About this exercise: From the data below, return all lines holding the string "clicks".

Raw data:
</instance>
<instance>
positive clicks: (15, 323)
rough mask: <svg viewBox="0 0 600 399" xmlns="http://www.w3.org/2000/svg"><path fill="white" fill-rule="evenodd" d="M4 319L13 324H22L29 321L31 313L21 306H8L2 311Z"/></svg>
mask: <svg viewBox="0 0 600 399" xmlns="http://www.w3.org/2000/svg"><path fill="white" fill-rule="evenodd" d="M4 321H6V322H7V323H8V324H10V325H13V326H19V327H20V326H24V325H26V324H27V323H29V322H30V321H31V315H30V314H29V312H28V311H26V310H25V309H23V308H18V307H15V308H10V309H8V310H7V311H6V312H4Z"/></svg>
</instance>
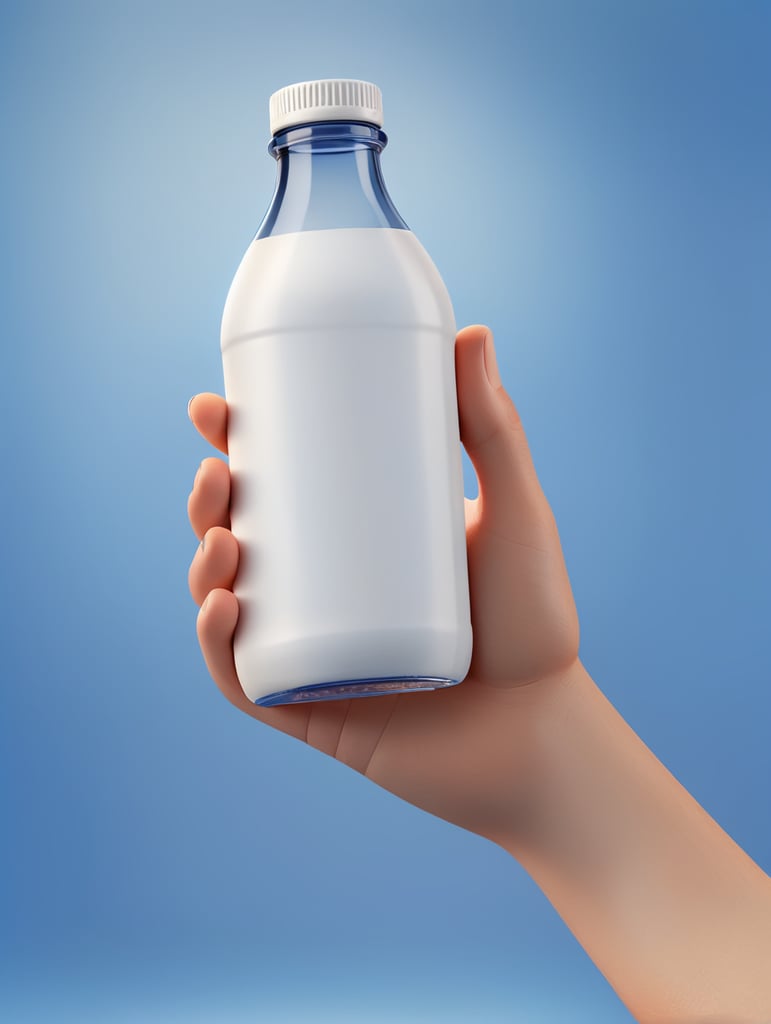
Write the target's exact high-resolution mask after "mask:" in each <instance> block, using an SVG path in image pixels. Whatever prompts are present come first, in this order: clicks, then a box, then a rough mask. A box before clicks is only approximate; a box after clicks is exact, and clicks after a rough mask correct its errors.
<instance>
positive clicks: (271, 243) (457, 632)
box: [221, 79, 472, 707]
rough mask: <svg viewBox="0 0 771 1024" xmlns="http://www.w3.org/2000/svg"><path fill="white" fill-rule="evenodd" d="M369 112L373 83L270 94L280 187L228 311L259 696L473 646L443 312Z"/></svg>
mask: <svg viewBox="0 0 771 1024" xmlns="http://www.w3.org/2000/svg"><path fill="white" fill-rule="evenodd" d="M382 125H383V116H382V99H381V92H380V89H379V88H378V87H377V86H376V85H373V84H371V83H369V82H361V81H356V80H350V79H331V80H330V79H328V80H320V81H312V82H301V83H298V84H295V85H289V86H286V87H285V88H283V89H280V90H279V91H277V92H275V93H273V95H272V96H271V97H270V133H271V136H272V138H271V141H270V144H269V146H268V152H269V153H270V155H271V156H272V157H274V158H275V160H276V161H277V177H276V187H275V191H274V195H273V198H272V201H271V203H270V205H269V207H268V210H267V213H266V214H265V217H264V219H263V221H262V223H261V225H260V227H259V229H258V231H257V234H256V237H255V239H254V241H253V242H252V244H251V245H250V247H249V249H248V250H247V252H246V255H245V256H244V258H243V260H242V262H241V265H240V266H239V269H238V271H237V273H235V276H234V279H233V282H232V285H231V286H230V290H229V293H228V295H227V300H226V303H225V308H224V312H223V316H222V332H221V348H222V362H223V372H224V383H225V397H226V400H227V404H228V429H227V433H228V456H229V462H230V472H231V480H232V490H231V529H232V532H233V535H234V537H235V538H237V540H238V542H239V545H240V562H239V570H238V575H237V580H235V584H234V587H233V590H234V593H235V595H237V597H238V599H239V604H240V616H239V623H238V627H237V631H235V635H234V638H233V653H234V659H235V668H237V672H238V675H239V679H240V681H241V684H242V687H243V689H244V692H245V693H246V694H247V696H248V697H249V698H250V699H251V700H253V701H254V702H255V703H258V705H262V706H264V707H270V706H273V705H283V703H295V702H299V701H308V700H330V699H341V698H347V697H353V696H374V695H377V694H386V693H406V692H410V691H413V690H416V691H420V690H431V689H436V688H438V687H444V686H453V685H455V684H457V683H459V682H461V681H462V680H463V679H464V677H465V676H466V674H467V672H468V668H469V665H470V662H471V644H472V635H471V621H470V604H469V588H468V567H467V553H466V534H465V508H464V490H463V467H462V461H461V450H460V432H459V420H458V404H457V392H456V378H455V336H456V324H455V316H454V312H453V306H452V303H451V300H449V297H448V295H447V292H446V289H445V287H444V285H443V283H442V281H441V279H440V276H439V273H438V271H437V270H436V268H435V266H434V264H433V263H432V261H431V259H430V257H429V256H428V254H427V253H426V251H425V250H424V249H423V247H422V246H421V244H420V243H419V242H418V239H417V238H416V237H415V234H414V233H413V232H412V231H411V230H410V228H409V227H408V225H406V224H405V223H404V221H403V220H402V219H401V217H400V216H399V214H398V213H397V212H396V210H395V208H394V206H393V204H392V202H391V200H390V198H389V196H388V194H387V191H386V188H385V184H384V181H383V176H382V173H381V167H380V153H381V151H382V150H383V147H384V146H385V144H386V142H387V136H386V135H385V133H384V132H383V130H382Z"/></svg>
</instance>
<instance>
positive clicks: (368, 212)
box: [256, 121, 410, 239]
mask: <svg viewBox="0 0 771 1024" xmlns="http://www.w3.org/2000/svg"><path fill="white" fill-rule="evenodd" d="M387 142H388V136H387V135H386V134H385V132H384V131H382V130H381V129H380V128H376V127H375V126H374V125H369V124H363V123H359V122H353V121H326V122H317V123H314V124H307V125H296V126H295V127H292V128H288V129H287V130H286V131H283V132H279V133H277V134H276V135H274V136H273V138H272V139H271V141H270V145H269V146H268V153H269V154H270V156H271V157H274V158H275V160H276V161H277V164H279V167H277V174H276V180H275V191H274V193H273V198H272V200H271V202H270V206H269V207H268V210H267V213H266V214H265V216H264V218H263V221H262V223H261V224H260V227H259V230H258V231H257V236H256V238H258V239H265V238H268V237H270V236H274V234H287V233H288V232H290V231H317V230H323V229H325V228H330V227H397V228H402V229H404V230H410V228H409V227H408V225H406V224H405V223H404V221H403V220H402V219H401V217H400V216H399V214H398V213H397V211H396V208H395V207H394V205H393V203H392V202H391V199H390V197H389V196H388V193H387V190H386V186H385V182H384V181H383V173H382V171H381V168H380V153H381V151H382V150H383V148H384V146H385V145H386V143H387Z"/></svg>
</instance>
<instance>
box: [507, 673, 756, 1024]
mask: <svg viewBox="0 0 771 1024" xmlns="http://www.w3.org/2000/svg"><path fill="white" fill-rule="evenodd" d="M546 685H547V686H551V687H552V689H553V692H551V693H550V694H549V695H548V697H547V698H546V699H544V701H543V702H542V703H541V705H540V706H539V711H538V712H537V713H536V714H534V721H533V726H532V727H533V730H534V737H536V739H534V743H536V754H534V755H533V759H532V760H533V764H532V766H531V778H530V781H529V784H528V795H527V800H526V802H525V805H524V807H521V808H520V812H519V814H518V816H517V820H516V824H515V825H514V826H513V827H512V829H511V834H510V835H507V837H506V838H505V839H504V841H503V842H502V845H503V846H504V847H505V849H507V850H508V851H509V852H510V853H511V854H512V855H513V856H514V857H516V859H517V860H518V861H519V862H520V863H521V864H522V865H523V866H524V867H525V869H526V870H527V871H528V872H529V873H530V874H531V876H532V878H533V879H534V881H536V882H537V883H538V884H539V886H540V887H541V888H542V889H543V891H544V892H545V893H546V895H547V896H548V897H549V899H550V900H551V902H552V903H553V904H554V906H555V907H556V909H557V911H558V912H559V914H560V915H561V916H562V919H563V920H564V922H565V924H566V925H567V926H568V928H569V929H570V930H571V931H572V932H573V934H574V935H575V937H576V938H577V940H579V941H580V942H581V944H582V945H583V946H584V948H585V949H586V951H587V952H588V954H589V955H590V956H591V957H592V959H593V961H594V963H595V964H596V965H597V967H598V968H599V970H600V971H601V972H602V973H603V974H604V975H605V977H606V978H607V980H608V981H609V982H610V984H611V985H612V986H613V988H614V989H615V991H616V992H617V993H618V995H619V997H620V998H622V999H623V1001H624V1002H625V1004H626V1006H627V1007H628V1008H629V1009H630V1011H631V1012H632V1013H633V1014H634V1015H635V1016H636V1018H637V1019H638V1020H639V1021H641V1022H645V1024H649V1022H650V1024H653V1022H656V1024H658V1022H661V1024H665V1022H666V1024H681V1022H682V1024H685V1022H688V1024H691V1022H699V1024H700V1022H708V1021H709V1022H711V1024H713V1022H714V1024H717V1022H720V1024H734V1022H735V1024H744V1022H753V1024H755V1022H769V1021H771V880H769V878H768V876H766V874H765V873H764V872H763V871H762V870H761V869H760V867H758V865H757V864H756V863H755V862H754V861H753V860H752V859H751V858H749V857H747V856H746V854H744V853H743V851H742V850H741V849H740V848H739V847H738V846H737V845H736V844H735V843H734V842H733V840H731V839H730V838H729V837H728V836H727V835H726V833H724V831H723V830H722V829H721V828H720V827H719V825H717V824H716V822H715V821H714V820H713V819H712V818H711V817H710V816H709V815H708V814H706V813H705V812H704V811H703V809H702V808H701V807H699V805H698V804H697V803H696V801H694V800H693V798H692V797H690V796H689V794H688V793H687V792H686V791H685V790H684V788H683V787H682V786H681V785H680V783H679V782H678V781H677V780H676V779H675V778H674V777H673V776H672V775H671V774H670V772H669V771H668V770H667V769H666V768H665V767H663V765H662V764H661V763H660V762H659V761H658V760H657V759H656V758H655V757H654V756H653V754H652V753H651V752H650V751H649V750H648V749H647V746H645V744H644V743H643V742H642V740H641V739H640V738H639V737H638V736H637V735H636V734H635V733H634V732H633V730H632V729H631V728H630V727H629V726H628V725H627V723H626V722H625V721H624V719H623V718H622V717H620V716H619V715H618V713H617V712H616V711H615V710H614V709H613V708H612V706H611V705H610V703H609V702H608V701H607V700H606V699H605V697H604V696H603V695H602V693H601V692H600V691H599V689H598V688H597V686H596V685H595V684H594V682H593V681H592V679H591V678H590V676H589V675H588V673H587V672H586V670H585V669H584V668H583V666H582V665H581V664H580V663H576V665H575V666H574V667H573V668H572V669H571V670H568V672H566V673H565V674H564V676H563V677H562V678H560V679H557V680H555V681H553V682H550V683H547V684H546Z"/></svg>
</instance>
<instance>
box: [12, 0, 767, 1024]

Problem solution:
positive clicks: (15, 323)
Write the target's exact high-resolution mask after "mask:" in each <instance> block, using an SVG path in image pixels. Whatever prompts are present come first, in this order: clicks, then a box, then a rough mask. A box before clicks is only approximate; a box after clicks is exact, and clicks after a rough mask correct its errors.
positive clicks: (271, 243) (457, 632)
positive clicks: (368, 212)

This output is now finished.